▶ **Work to complete**
Of the records below, reproduce only the span that opens with the line containing "Place a point on each instance of the squirrel head, giving" and closes with the last line.
(Data for processing begins)
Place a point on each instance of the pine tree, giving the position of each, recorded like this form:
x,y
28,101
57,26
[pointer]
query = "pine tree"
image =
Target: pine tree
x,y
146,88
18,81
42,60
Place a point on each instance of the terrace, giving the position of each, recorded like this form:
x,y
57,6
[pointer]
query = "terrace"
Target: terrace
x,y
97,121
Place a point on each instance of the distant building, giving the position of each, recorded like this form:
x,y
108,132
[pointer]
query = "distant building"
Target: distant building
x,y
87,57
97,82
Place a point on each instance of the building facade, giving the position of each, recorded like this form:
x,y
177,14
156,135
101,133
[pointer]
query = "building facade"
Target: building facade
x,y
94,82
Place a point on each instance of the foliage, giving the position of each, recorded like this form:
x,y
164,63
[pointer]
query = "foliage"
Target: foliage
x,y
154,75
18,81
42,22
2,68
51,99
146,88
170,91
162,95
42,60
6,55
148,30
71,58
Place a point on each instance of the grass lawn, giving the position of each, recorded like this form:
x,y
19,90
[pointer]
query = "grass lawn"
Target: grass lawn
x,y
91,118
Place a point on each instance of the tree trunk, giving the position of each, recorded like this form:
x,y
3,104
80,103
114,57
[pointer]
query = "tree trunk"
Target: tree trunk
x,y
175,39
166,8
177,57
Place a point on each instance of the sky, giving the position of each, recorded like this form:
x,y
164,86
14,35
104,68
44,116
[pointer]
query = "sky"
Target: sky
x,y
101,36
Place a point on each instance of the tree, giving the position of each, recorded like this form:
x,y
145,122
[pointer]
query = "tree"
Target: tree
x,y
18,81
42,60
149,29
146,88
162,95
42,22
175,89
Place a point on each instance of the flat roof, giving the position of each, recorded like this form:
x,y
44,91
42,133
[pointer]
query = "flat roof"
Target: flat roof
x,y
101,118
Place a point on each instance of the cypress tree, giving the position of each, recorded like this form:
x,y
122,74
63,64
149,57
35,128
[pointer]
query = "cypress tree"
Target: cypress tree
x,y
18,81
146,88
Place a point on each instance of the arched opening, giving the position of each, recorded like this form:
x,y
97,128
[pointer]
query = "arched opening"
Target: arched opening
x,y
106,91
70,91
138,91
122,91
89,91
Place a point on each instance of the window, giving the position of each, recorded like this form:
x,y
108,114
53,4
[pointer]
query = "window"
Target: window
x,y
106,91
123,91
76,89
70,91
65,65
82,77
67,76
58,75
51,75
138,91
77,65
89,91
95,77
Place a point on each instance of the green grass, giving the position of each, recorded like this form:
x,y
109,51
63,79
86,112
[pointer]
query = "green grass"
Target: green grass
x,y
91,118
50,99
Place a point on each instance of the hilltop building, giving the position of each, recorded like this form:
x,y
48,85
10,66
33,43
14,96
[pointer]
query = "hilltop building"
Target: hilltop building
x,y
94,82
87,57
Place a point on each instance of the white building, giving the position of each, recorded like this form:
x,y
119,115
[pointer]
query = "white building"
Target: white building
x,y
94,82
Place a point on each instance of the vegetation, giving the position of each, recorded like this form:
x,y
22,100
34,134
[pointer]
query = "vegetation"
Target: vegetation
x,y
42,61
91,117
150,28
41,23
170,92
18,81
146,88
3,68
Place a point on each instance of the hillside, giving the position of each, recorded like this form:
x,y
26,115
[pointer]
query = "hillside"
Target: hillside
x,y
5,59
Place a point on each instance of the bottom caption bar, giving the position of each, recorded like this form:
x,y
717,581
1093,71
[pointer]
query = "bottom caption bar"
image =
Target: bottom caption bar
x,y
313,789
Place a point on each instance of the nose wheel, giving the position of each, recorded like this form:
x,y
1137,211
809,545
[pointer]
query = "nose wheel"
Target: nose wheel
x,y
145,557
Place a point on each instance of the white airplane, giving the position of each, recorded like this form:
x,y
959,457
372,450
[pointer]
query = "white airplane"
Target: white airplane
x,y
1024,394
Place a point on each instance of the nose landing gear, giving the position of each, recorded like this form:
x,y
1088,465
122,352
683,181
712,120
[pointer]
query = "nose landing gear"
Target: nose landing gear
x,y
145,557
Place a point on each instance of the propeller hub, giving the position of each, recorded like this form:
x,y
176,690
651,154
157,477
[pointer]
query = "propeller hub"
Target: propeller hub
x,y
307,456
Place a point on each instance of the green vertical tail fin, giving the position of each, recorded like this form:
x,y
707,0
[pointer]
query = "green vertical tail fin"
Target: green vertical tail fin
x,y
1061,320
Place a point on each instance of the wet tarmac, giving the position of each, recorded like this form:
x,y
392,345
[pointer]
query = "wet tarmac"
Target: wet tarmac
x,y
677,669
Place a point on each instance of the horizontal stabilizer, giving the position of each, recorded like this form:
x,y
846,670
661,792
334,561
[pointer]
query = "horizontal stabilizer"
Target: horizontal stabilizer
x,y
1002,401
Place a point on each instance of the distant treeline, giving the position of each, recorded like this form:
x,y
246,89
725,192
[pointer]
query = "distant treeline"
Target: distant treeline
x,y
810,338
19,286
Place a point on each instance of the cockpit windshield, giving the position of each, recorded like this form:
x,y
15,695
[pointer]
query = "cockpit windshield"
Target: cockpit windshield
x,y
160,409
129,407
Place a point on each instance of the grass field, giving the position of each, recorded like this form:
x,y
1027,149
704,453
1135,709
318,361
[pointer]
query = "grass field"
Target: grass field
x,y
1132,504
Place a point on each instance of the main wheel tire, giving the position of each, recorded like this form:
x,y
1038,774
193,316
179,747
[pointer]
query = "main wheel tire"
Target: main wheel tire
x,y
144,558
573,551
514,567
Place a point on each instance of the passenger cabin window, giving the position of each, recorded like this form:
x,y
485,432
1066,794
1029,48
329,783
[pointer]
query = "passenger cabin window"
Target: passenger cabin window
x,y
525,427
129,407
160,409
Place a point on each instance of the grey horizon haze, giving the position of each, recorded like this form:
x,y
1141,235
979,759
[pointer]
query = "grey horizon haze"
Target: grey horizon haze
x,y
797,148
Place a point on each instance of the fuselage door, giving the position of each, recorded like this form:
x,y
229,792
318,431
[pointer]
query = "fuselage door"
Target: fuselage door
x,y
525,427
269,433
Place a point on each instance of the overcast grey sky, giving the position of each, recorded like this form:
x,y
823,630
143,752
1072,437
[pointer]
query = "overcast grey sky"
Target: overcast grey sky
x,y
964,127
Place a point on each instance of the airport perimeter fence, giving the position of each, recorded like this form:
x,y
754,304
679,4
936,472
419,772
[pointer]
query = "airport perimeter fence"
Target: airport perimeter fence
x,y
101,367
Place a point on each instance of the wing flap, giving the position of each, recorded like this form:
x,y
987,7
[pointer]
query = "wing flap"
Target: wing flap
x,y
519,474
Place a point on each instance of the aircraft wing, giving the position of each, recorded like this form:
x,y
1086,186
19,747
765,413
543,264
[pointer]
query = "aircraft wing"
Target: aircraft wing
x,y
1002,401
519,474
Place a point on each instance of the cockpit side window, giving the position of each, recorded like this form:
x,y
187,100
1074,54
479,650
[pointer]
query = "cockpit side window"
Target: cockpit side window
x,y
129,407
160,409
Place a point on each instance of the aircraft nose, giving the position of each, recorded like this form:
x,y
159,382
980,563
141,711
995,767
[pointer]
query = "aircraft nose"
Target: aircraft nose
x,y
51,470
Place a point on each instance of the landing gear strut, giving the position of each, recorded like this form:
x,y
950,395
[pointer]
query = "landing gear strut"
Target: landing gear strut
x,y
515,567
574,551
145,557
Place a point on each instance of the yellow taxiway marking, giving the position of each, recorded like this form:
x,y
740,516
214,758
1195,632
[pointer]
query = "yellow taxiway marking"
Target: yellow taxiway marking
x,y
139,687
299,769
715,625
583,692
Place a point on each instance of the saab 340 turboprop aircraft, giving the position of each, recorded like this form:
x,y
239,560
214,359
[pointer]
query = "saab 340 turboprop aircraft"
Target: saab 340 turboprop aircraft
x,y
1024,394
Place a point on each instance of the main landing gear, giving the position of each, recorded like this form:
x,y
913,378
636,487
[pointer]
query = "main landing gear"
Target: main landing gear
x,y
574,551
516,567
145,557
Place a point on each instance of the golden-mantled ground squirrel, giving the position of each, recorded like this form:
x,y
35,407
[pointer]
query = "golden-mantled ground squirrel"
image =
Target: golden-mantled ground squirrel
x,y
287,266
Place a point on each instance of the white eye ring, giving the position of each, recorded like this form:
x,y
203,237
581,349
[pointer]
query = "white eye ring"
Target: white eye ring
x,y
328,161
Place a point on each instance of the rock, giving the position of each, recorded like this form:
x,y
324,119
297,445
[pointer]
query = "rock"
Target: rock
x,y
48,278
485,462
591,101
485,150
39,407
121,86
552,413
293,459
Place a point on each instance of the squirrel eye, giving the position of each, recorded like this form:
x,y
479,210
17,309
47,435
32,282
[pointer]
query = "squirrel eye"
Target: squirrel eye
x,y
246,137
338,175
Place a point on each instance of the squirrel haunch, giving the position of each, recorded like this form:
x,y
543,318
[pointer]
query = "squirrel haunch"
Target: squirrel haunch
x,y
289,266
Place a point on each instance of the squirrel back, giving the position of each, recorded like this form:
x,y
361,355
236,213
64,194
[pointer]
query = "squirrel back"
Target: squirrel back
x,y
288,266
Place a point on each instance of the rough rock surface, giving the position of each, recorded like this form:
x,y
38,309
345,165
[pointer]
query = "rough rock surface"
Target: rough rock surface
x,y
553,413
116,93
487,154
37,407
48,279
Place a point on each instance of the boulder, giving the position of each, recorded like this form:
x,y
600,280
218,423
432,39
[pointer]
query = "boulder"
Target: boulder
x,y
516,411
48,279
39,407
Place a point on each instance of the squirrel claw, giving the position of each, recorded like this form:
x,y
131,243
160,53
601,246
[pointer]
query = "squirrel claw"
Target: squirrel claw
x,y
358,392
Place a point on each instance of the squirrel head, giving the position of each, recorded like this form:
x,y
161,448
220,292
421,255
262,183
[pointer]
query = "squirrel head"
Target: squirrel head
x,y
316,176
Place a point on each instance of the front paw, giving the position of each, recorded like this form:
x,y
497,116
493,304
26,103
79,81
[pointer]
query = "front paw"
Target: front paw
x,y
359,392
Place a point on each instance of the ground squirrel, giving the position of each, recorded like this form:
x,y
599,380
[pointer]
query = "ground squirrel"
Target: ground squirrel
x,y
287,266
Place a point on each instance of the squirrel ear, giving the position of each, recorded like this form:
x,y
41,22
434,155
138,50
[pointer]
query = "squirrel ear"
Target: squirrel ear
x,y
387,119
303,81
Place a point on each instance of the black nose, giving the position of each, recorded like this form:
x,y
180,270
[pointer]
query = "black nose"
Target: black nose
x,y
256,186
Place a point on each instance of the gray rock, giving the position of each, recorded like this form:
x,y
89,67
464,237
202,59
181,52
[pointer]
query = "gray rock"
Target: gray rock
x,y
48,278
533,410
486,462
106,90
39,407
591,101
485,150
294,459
(Data for processing ends)
▶ **Written answer**
Place a point on each instance of the squirrel head, giving the position of each, recorded like this form:
x,y
161,448
220,292
421,255
262,183
[pointer]
query = "squirrel head"
Target: squirrel head
x,y
316,176
Place a point on each instance of the front paw, giving the position of each, recorded like this form:
x,y
497,116
493,304
26,103
79,81
[pointer]
query = "front paw"
Target: front paw
x,y
359,392
Place a point on each instance of the ground squirrel, giving the position of each, recorded like this form:
x,y
599,380
[pointer]
query = "ground squirrel"
Target: ground squirrel
x,y
287,266
Place a point on each instance of the squirrel ear, giving the position of each, recorded like this form:
x,y
41,22
434,155
138,50
[pointer]
query = "squirrel ear"
Target: squirrel ear
x,y
387,119
303,81
Place a point on each instance of the black nose, giving the position of each, recorded like this form:
x,y
180,270
[pointer]
query = "black nose"
Target: black nose
x,y
256,186
Place a point on each instance of the gray rock, giving the position of each, recorded like this form:
x,y
89,67
464,237
202,59
181,52
[pointer]
query = "gray rock"
Target: gray rock
x,y
48,278
533,410
486,462
106,90
39,407
591,101
485,150
294,459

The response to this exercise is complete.